Tacony Creek Park and Trail
By Keith Russell
Audubon Pennsylvania Program Manager
On July 17, 2013, I had the good fortune to finally visit Tacony Creek Park for the first time. Despite having grown up in the city of Philadelphia and having worked in the city for eight years as a program manger for the National Audubon Society, Tacony Creek Park was the one major section of the city’s 10,000-acre Fairmount Park system that I’d never visited. On that eventful day in 2013–thanks to a connection arranged by a colleague–I met with a representative from the Student Conservation Association (SCA) to plan a hike along the creek with SCA interns working there on conservation projects. A week later I was walking the trail along the creek with a dozen interns discussing native plants, storm water runoff, water quality, and birds. Within a short time my work with SCA had opened a door to become involved with the friends group for the Tacony Creek–the Tookany-Tacony Frankford Watershed Partnership, known as TTF–and by that December I had led my first bird walk along the creek for TTF.
Since my introduction to Tacony Creek Park my love for the area has grown, not only because of the wonderful opportunities the Tacony offers for bird observation, but also for the wonderful way in which TTF has worked with thousands of people in the communities that lie in close proximity to the park. In addition to the bird walks I lead, TTF now offers many other bird and nature walks throughout the year along with a variety of other activities from summer block parties to plantings and cleanups designed to connect local residents to the creek and the natural world.

• **Extracted material**:
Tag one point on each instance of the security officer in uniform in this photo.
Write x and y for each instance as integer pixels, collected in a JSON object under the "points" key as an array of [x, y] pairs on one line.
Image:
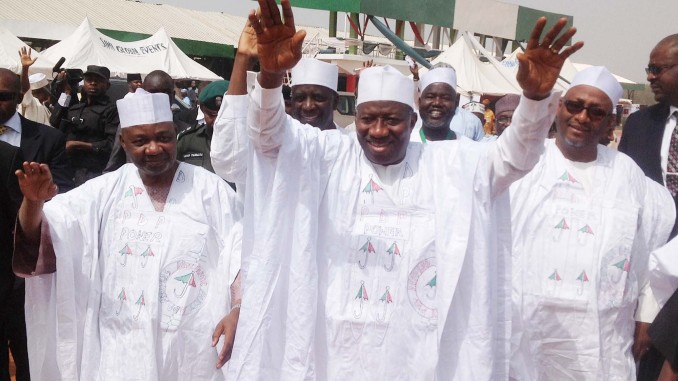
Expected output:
{"points": [[193, 144], [89, 125]]}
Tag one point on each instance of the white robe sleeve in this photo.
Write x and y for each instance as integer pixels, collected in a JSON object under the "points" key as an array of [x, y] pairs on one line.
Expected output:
{"points": [[229, 142], [664, 271], [266, 120], [518, 149], [656, 224]]}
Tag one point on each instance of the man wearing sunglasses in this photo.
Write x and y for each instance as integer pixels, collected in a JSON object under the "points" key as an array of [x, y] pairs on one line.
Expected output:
{"points": [[650, 138], [584, 221]]}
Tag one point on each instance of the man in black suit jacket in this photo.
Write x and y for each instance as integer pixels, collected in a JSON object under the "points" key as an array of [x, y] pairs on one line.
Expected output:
{"points": [[646, 139], [44, 144], [10, 161], [39, 143]]}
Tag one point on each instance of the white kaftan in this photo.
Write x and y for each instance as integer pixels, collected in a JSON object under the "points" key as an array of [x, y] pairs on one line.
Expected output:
{"points": [[582, 234], [361, 272], [137, 293]]}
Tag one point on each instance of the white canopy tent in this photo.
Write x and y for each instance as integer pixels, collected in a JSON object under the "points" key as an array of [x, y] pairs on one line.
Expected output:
{"points": [[88, 46], [476, 77], [9, 55], [566, 73]]}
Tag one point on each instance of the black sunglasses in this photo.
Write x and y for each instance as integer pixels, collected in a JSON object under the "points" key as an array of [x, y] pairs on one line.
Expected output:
{"points": [[595, 113], [656, 70], [7, 96]]}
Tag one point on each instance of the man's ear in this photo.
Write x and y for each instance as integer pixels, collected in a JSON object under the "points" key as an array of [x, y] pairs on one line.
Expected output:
{"points": [[122, 141], [413, 120]]}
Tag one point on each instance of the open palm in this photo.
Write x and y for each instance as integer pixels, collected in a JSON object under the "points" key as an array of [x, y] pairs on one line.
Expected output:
{"points": [[278, 41]]}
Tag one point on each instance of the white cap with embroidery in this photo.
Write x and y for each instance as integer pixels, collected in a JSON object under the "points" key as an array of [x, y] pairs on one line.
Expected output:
{"points": [[439, 74], [310, 71], [384, 83], [142, 107], [600, 78]]}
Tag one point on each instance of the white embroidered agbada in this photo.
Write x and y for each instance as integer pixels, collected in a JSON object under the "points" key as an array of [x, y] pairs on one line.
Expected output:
{"points": [[582, 234], [357, 271], [137, 293]]}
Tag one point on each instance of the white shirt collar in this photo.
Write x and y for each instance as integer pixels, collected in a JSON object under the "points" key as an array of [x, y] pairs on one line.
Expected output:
{"points": [[672, 109], [14, 123]]}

• **Problems to solve**:
**a)** Could you copy the Tacony Creek Park piece, everything from "Since my introduction" down to "the natural world.", renaming "TTF" to "the Partnership"?
**b)** Could you carry the Tacony Creek Park piece forward from its final sentence?
The data has no role in this.

• **Written answers**:
**a)**
Since my introduction to Tacony Creek Park my love for the area has grown, not only because of the wonderful opportunities the Tacony offers for bird observation, but also for the wonderful way in which the Partnership has worked with thousands of people in the communities that lie in close proximity to the park. In addition to the bird walks I lead, the Partnership now offers many other bird and nature walks throughout the year along with a variety of other activities from summer block parties to plantings and cleanups designed to connect local residents to the creek and the natural world.

**b)**
Every section of parkland in Philadelphia is unique in terms of its size, terrain, biodiversity, and the people who use it. Tacony Creek Park lies deep within the heart of the city where it is more completely surrounded by densely populated residential communities, shopping malls, highways, railroad lines, and other forms of urban development than almost any other major section of Fairmount Park. Therefore, it has been heavily impacted by civilization over time. But TTF has worked with the Department of Parks and Recreation, the city’s ecologically minded Water Department, and other organizations to transform this once-degraded stream valley into an area that is increasingly being appreciated for its ecological value than for its value as a dumping ground.
During a particularly exciting bird walk along the creek with community residents on May 10, 2014 I was amazed by the sheer numbers of migrating songbirds that we were finding– from Worm-eating, Blue-winged, and Bay-breasted Warblers to Gray-cheeked Thrushes and a White-eyed Vireo–when up popped a Red-headed Woodpecker. Our excitement nearly tripled as we got to see this beautiful but rare bird for an extended period of time.
People participating in TTF’s programming or just walking through Tacony Creek Park have experienced moments like these (though not always with a Red-headed woodpecker) countless times in recent years. These moments are made possible by the conservation work along the creek funded by the William Penn Foundation, Philadelphia Water Department, Army Corps of Engineers, Student Conservation Association, Friends Hospital, and other organizations who value the hundreds of acres of forested land still preserved along the creek in Philadelphia and Montgomery County where the creek’s headwaters begin.
I am honored to have worked with many talented and dedicated people over the last few years who are trying to make the Tacony a better place for people and the vast array of other organisms that inhabit the creek valley, from beavers to freshwater mussels. I look forward to seeing what this wonderful urban oasis will become as these efforts continue to transform it.